**Texto seleccionado**.
La Habana se retrata en cuerpo y alma

EXPOSICIÓN

LA HABANA SE RETRATA EN CUERPO Y ALMA

FOTOGRAFÍAS DE: JULIO A. LARRAMENDI

TEXTOS: JULIO A. LARRAMENDI

  
Por  Eusebio Leal Spengler  
 
Cada ciudad de esta ínsula caribeña posee una absoluta singularidad. La Habana se presenta ante nosotros como una imagen seductora. Pero, sin menoscabo de la silueta, de ese magnetismo propio de lo aparente, su mundo interior es apenas perceptible para quienes se interesan por descubrir sus misterios. 

Y si fascinante es la multiplicidad de estilos, ese estilo sin estilo que la caracteriza, no menos atractivo resulta el conglomerado humano que la habita: su gente. 

Cronista visual, la aguda mirada de Larramendi atisba en el paisaje, en el devenir citadino, esos detalles que pueden resultar imperceptibles para el común de los transeúntes. Entonces, pasado y presente se conjugan en esta exposición con admirable coherencia para ofrecernos un mosaico, una interpretación antropológica de la urbe, cual epicentro de una batalla siempre interminable por conservar y enaltecer el patrimonio. 

Como quien conmina a rendirse ante la magnificencia de La Habana, él, quien como suelo decir, tiene el privilegio de mirar las cosas a través del prisma del tiempo, nos ofrece otra vez el testimonio de su talento: una sincera devoción, un sacerdocio en alguien que no nació en ella, pero que considera La Habana su ciudad de elección. 

 
Por Leonardo Padura
¿Es La Habana una ciudad fotogénica? ¿Son los habaneros buen material para la fijación fotográfica?

**Material extraído**.
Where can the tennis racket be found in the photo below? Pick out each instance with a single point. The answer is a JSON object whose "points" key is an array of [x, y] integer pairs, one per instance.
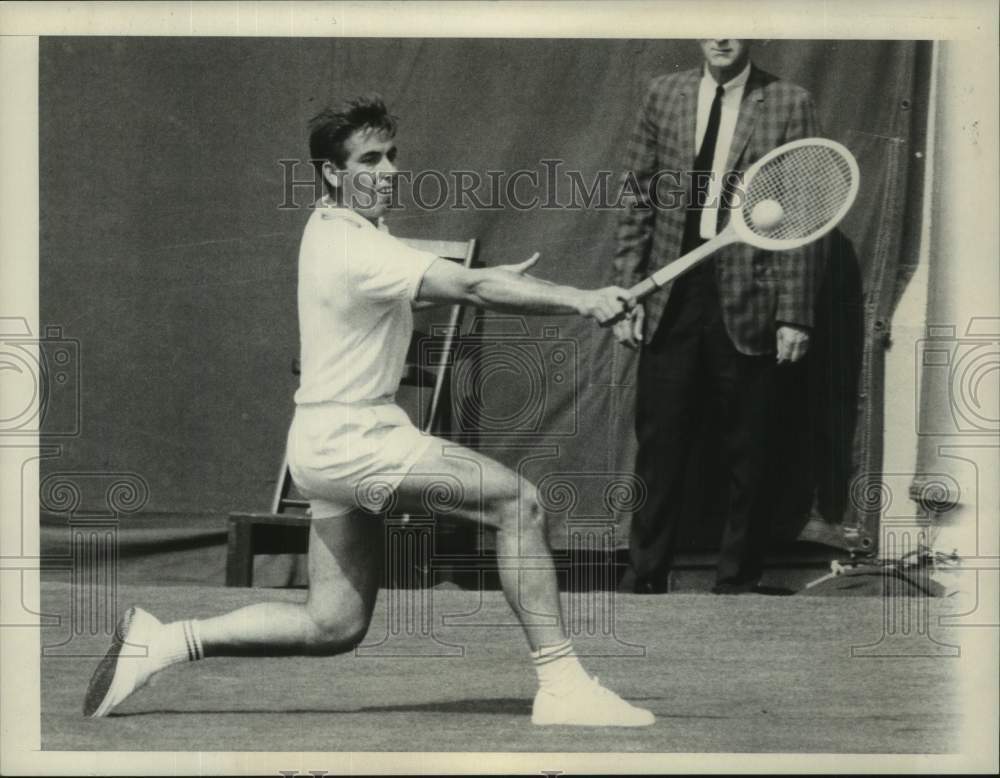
{"points": [[790, 197]]}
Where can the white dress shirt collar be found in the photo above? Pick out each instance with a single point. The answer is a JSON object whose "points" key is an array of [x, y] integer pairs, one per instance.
{"points": [[736, 82]]}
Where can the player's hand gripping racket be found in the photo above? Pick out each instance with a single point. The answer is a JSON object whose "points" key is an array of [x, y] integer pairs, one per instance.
{"points": [[789, 198]]}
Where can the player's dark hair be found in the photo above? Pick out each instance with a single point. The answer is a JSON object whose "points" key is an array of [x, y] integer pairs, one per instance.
{"points": [[331, 127]]}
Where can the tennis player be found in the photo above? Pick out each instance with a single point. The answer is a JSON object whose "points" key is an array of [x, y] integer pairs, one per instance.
{"points": [[351, 448]]}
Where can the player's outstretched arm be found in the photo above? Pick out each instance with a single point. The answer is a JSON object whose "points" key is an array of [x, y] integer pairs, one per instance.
{"points": [[509, 289]]}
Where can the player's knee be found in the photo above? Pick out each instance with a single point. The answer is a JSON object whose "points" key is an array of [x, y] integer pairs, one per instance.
{"points": [[521, 510]]}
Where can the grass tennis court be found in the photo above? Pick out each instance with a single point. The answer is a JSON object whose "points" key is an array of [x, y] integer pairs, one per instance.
{"points": [[722, 674]]}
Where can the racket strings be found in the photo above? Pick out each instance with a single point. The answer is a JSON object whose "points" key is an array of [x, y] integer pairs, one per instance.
{"points": [[810, 183]]}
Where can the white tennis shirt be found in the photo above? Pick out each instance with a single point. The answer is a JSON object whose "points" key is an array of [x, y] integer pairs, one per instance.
{"points": [[356, 285]]}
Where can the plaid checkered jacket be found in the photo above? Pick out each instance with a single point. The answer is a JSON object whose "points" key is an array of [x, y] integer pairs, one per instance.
{"points": [[757, 288]]}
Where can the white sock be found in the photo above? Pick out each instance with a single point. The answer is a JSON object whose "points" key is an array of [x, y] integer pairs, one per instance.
{"points": [[179, 641], [558, 668]]}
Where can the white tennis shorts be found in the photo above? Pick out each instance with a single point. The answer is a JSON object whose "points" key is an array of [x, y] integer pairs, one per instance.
{"points": [[345, 456]]}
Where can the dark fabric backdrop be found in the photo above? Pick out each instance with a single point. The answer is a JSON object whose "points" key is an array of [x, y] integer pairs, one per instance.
{"points": [[165, 253]]}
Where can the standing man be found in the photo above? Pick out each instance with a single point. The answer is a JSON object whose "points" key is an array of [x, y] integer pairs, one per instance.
{"points": [[351, 449], [711, 341]]}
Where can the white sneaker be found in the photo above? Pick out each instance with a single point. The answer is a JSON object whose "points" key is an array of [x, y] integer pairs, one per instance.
{"points": [[588, 705], [126, 667]]}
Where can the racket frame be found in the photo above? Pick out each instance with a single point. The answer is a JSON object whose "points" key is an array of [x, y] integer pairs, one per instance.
{"points": [[737, 230]]}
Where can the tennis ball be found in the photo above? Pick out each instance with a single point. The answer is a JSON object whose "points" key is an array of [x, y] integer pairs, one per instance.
{"points": [[766, 214]]}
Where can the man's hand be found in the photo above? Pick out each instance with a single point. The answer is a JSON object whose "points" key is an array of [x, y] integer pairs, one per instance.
{"points": [[628, 331], [602, 305], [793, 343]]}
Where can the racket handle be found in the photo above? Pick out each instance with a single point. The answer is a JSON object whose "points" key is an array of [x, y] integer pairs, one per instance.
{"points": [[679, 266]]}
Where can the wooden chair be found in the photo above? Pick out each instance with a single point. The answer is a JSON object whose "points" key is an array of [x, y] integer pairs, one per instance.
{"points": [[285, 528]]}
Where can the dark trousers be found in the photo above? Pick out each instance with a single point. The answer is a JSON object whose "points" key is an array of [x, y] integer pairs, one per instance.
{"points": [[691, 369]]}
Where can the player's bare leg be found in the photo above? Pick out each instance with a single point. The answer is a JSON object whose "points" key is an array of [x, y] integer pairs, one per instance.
{"points": [[345, 569], [492, 495]]}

**Requisitos del ejercicio**.
1. En el texto sobre la exposición de La Habana, ¿qué ciudad considera Larramendi su ciudad de elección aunque no nació en ella?
2. Continúa el texto sobre la exposición de La Habana desde el punto en que se detiene.
Las entradas no tienen ningún papel en esto.

**Respuestas por tarea**.
1. La Habana.

2.
 
Creo que una ciudad es fotogénica en dependencia de cuán palpable sea su alma. Y que unos hombres y mujeres pueden ser objeto del empeño fotográfico en la medida en que expresen un mundo, revelen una circunstancia. Y La Habana tiene esa condición espiritual, con el mar como presencia eterna, sus edificios capaces de contar historias, sus calles pletóricas de una vida ciudadana que muchas veces se hace de puertas afuera. Mientras, sus habitantes son capaces de expresar, con una mirada, una pose, una actitud, toda la complejidad de una coyuntura y de un modo de ser específicos. Pero ambos objetivos, la ciudad con alma y sus gentes extrovertidas, son materia de arte fotográfico solo si resultan mirados con esa segunda intención, la estética, capaz de superar lo circunstancial, lo efímero, y proponerse entrar en las intimidades de un entorno y de unas vidas, para a través de ellos alcanzar lo permanente y lo polisémico, esos empeños supremos del arte.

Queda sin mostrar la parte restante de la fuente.